◆ INSTRUCTIONS TO FOLLOW:
Reproduce, exactly and in full, the records that follow, minus any pictures.

::: EXERCISE INPUTS :::

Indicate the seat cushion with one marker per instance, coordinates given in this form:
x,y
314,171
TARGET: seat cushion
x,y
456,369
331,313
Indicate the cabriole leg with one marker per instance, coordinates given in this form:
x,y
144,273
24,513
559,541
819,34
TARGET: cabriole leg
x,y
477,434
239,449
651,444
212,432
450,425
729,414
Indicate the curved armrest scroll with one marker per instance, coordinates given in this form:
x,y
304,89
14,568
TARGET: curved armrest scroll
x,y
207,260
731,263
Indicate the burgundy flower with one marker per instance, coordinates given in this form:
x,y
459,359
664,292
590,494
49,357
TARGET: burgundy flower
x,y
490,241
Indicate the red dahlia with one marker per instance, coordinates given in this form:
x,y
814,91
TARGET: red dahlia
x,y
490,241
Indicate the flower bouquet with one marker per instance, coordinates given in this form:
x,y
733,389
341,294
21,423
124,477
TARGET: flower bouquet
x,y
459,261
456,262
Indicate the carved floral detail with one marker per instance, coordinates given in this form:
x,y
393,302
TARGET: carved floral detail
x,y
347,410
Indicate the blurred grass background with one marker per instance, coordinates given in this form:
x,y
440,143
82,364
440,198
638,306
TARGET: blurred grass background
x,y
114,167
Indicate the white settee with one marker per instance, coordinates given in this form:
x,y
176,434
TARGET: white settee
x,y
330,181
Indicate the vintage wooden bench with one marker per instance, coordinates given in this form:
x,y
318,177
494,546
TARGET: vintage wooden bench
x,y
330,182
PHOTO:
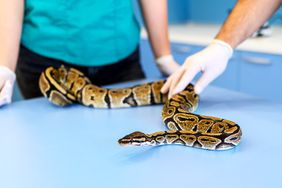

:::

◆ WRITTEN RESPONSE:
Indicate the seat cushion with one marker per instance, coordinates given in this form:
x,y
314,171
TARGET: seat cushion
x,y
456,369
331,313
Indicate the cabriole leg with one marker per instance, coordinates given in this form:
x,y
144,273
24,513
559,541
819,34
TARGET: cabriole leg
x,y
477,434
239,449
651,444
212,432
450,425
729,414
Indicate the curved armrest scroll with one marker per instance, coordinates given in this form:
x,y
304,89
14,568
TARGET: curved armrest scroll
x,y
207,260
731,263
Indicate the burgundy flower with one marker per instance, coordinates given in this form:
x,y
459,359
664,292
590,494
49,357
TARGET: burgundy flower
x,y
490,241
Indicate the red dahlia with one marker per instance, coordinates given in this form:
x,y
814,91
TARGET: red dahlia
x,y
490,241
Indicate the flower bouquet with one marker per instance, coordinates given in this form:
x,y
733,389
341,294
21,423
124,477
TARGET: flower bouquet
x,y
459,261
456,262
Indicate the carved floral detail with one marker per instance, coordinates given in this form:
x,y
393,302
TARGET: carved floral detail
x,y
347,410
Indicate the blurred grass background with one marker per instance, coordinates given in this form:
x,y
440,143
82,364
440,198
638,306
TARGET: blurred grass background
x,y
114,167
Indicate the white settee with one marker per instance, coordinates given in this form:
x,y
176,434
TARGET: white settee
x,y
330,181
Indicate the vintage wooden bench with one marker per instance, coordinates given in this form:
x,y
318,177
494,546
TARGET: vintage wooden bench
x,y
330,182
PHOTO:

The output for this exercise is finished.